Restate all of the entries exactly, dropping any pictures they hold.

-- start Records shown --

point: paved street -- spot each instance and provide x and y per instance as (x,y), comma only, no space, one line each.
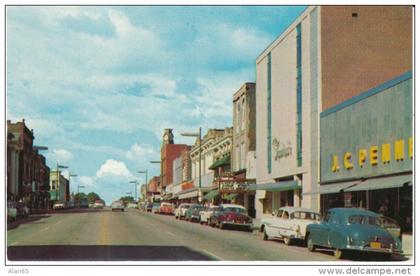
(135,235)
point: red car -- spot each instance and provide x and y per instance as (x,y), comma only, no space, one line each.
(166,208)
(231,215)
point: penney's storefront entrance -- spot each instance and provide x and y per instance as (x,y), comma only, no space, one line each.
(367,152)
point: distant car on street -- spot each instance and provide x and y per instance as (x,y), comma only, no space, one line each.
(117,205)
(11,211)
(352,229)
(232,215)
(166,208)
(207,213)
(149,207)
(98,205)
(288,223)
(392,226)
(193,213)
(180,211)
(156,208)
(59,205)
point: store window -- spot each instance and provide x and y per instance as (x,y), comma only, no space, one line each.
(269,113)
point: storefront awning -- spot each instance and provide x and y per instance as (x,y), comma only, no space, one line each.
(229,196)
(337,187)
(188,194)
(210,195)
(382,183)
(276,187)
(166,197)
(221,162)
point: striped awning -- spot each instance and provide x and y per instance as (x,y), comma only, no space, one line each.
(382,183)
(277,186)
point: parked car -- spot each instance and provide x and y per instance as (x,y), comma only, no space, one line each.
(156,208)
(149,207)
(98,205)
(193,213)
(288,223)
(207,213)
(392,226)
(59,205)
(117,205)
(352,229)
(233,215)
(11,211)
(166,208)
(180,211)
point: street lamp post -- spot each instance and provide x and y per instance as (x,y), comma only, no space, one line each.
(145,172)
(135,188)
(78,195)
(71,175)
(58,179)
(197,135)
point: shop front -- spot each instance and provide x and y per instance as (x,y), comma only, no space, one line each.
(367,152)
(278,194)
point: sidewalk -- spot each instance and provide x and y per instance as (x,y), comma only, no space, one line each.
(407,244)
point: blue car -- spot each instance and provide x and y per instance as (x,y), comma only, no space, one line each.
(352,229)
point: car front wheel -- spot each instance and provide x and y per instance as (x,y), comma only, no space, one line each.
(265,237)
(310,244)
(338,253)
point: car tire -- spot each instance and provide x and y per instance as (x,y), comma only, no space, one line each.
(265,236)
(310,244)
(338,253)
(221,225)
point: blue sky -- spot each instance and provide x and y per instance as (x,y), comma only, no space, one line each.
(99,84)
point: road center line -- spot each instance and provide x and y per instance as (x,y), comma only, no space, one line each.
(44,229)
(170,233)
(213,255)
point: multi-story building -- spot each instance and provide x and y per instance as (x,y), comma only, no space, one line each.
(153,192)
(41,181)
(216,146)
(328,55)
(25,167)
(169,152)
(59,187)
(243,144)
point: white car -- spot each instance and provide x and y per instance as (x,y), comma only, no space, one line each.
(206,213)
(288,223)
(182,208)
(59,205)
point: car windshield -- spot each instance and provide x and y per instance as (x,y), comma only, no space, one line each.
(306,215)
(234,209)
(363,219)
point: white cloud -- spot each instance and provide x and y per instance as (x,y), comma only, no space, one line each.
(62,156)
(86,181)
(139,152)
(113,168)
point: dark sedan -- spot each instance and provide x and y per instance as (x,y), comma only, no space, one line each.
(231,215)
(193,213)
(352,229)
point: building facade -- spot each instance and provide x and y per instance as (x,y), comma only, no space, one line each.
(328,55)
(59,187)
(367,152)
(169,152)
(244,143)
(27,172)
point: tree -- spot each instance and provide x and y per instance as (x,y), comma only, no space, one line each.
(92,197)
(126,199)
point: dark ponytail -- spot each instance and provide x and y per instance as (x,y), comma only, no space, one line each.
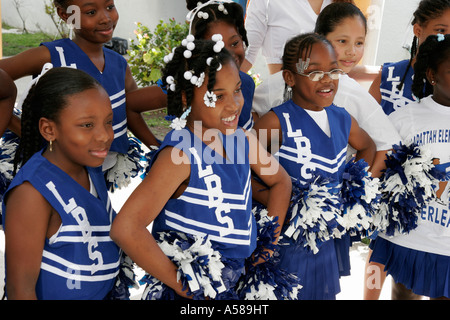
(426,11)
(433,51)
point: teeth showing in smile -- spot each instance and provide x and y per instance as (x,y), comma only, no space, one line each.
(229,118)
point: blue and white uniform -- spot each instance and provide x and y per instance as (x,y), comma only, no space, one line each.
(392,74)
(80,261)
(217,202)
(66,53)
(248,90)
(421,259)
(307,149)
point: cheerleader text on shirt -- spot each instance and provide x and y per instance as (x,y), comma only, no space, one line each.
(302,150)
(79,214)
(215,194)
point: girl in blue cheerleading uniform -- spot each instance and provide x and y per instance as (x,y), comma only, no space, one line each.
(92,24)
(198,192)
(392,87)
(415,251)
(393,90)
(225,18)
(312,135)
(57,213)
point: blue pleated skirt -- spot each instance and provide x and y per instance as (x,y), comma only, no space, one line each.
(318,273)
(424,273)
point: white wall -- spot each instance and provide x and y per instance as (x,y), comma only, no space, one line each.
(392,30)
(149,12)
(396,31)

-- end Records shown --

Exercise response:
point: paved street -- spot each instance and provide x and y per instance as (x,y), comma only, no space, one line each.
(135,235)
point: red car -- spot each instance and provide x and y per instance as (x,y), comma only, no space, one line each.
(166,208)
(231,215)
point: penney's storefront entrance -- spot each instance and provide x and y per instance as (x,y), comma only, no space, one line each.
(367,152)
point: distant car on street -- spot each instance and provide x and y per instance as (x,y), comma only, no space, one line each.
(117,205)
(11,211)
(352,229)
(232,215)
(166,208)
(207,213)
(149,207)
(98,205)
(288,223)
(392,226)
(193,213)
(180,211)
(156,208)
(59,205)
point: store window -- spot each instance and provide x and y per instance as (x,y), comma only, no space, one line each.
(269,113)
point: storefront awning -- spot each instance and provide x and y per instance as (x,y), comma only, no space, one line each.
(229,196)
(337,187)
(188,194)
(210,195)
(382,183)
(276,187)
(166,197)
(221,162)
point: striped awning -- spot each instance and provide x and y per instance as (x,y), comma only, no space, one line each.
(382,183)
(277,186)
point: parked car -- spot each instance and provide x and y per instance as (x,y), comma only, no space, one line each.
(156,208)
(149,207)
(98,205)
(193,213)
(288,223)
(207,213)
(392,226)
(59,205)
(117,205)
(352,229)
(233,215)
(11,211)
(166,208)
(180,211)
point: street lamp post -- spot each instance and provide x and y per instance as (x,y), comma only, no space, one line each.
(145,172)
(135,188)
(78,195)
(71,175)
(58,179)
(197,135)
point: shop front -- spot each instance and provide x and y per instance as (x,y), comma only, no space, one line each.
(367,152)
(278,194)
point: sidewalk -- spot each instance and provide x and y per instance as (x,y), comma only, no space, one line each.
(407,244)
point: blue car -- spot each instance and provide x and y per instance as (x,y), comma only, no space, one line each.
(352,229)
point: car front wheel -- spot each instance and provide x and y per instance as (x,y), comma only, no space, one line each.
(265,237)
(310,244)
(338,253)
point: car tire -- spot each instance and provide x and y per instance as (x,y), comma only, no space, one line each.
(265,236)
(310,244)
(338,253)
(221,225)
point: blue sky -- spot each instance and provide x and y per instance as (x,y), comma only, no space, one line each.
(99,84)
point: road center line -- spot each instance and provide x and y per instance as (x,y), comma only, no space, one line each.
(44,229)
(170,233)
(213,255)
point: multi-story building -- spot each instance and provide x and y per instance as (x,y), comma only, no space, one line each.
(153,192)
(41,181)
(216,146)
(328,55)
(25,167)
(169,152)
(59,187)
(243,144)
point: white car -- spot each instance and provide x and y per instance as (x,y), comma only, no space, one line each.
(206,213)
(288,223)
(182,208)
(59,205)
point: car windshield -- spot each instance and provide x and y per instance as (x,y), comma only, no space, one line each.
(306,215)
(234,209)
(363,219)
point: white cloud -- spot each instance and provide x and y per instance as (x,y), comma only, no space, one line each.
(62,156)
(86,181)
(139,152)
(113,168)
point: dark sedan -- spot each instance and provide x and y per instance as (x,y), comma only, no space, one line each.
(231,215)
(193,213)
(352,229)
point: building facade -- spot each instance and provide x and y per instance as (x,y), comma only, no space, one line each.
(328,55)
(59,187)
(367,152)
(169,152)
(244,143)
(27,172)
point: tree -- spot each instance and provide x and y per instance as (x,y), comma only, no space, one line each.
(92,197)
(126,199)
point: dark ponytail -- spot each instance and provide x and y per instance as (x,y), comma only, no space, one line each.
(426,11)
(433,51)
point: teeth showing in smile -- spot each instance and provide x and y per instance as (x,y), comma only, no space, one line each.
(229,118)
point: blue and white uniform -- spot each instance and provide x and y per instance as (x,y), comma only, no space, one line each.
(392,74)
(80,261)
(217,202)
(66,53)
(248,90)
(421,259)
(307,149)
point: cheerleader text on shirt -- spot each instance and provide x and y per instance as (x,y), comma only, no space, one line each.
(302,150)
(79,214)
(215,194)
point: girl in blue cheerleading uniform -- spot each instance and provide x and y per instance as (x,y), comma only, no space, one line each.
(92,24)
(198,192)
(392,87)
(415,251)
(393,90)
(225,18)
(312,135)
(57,213)
point: blue pleated skirt -- spot each instance and provide x and y per instance as (x,y), comma only, no space, one line each.
(318,273)
(424,273)
point: white wall -- spot each instance and provide x and y per instance as (x,y), comma only, no space, one line each.
(392,30)
(149,12)
(396,31)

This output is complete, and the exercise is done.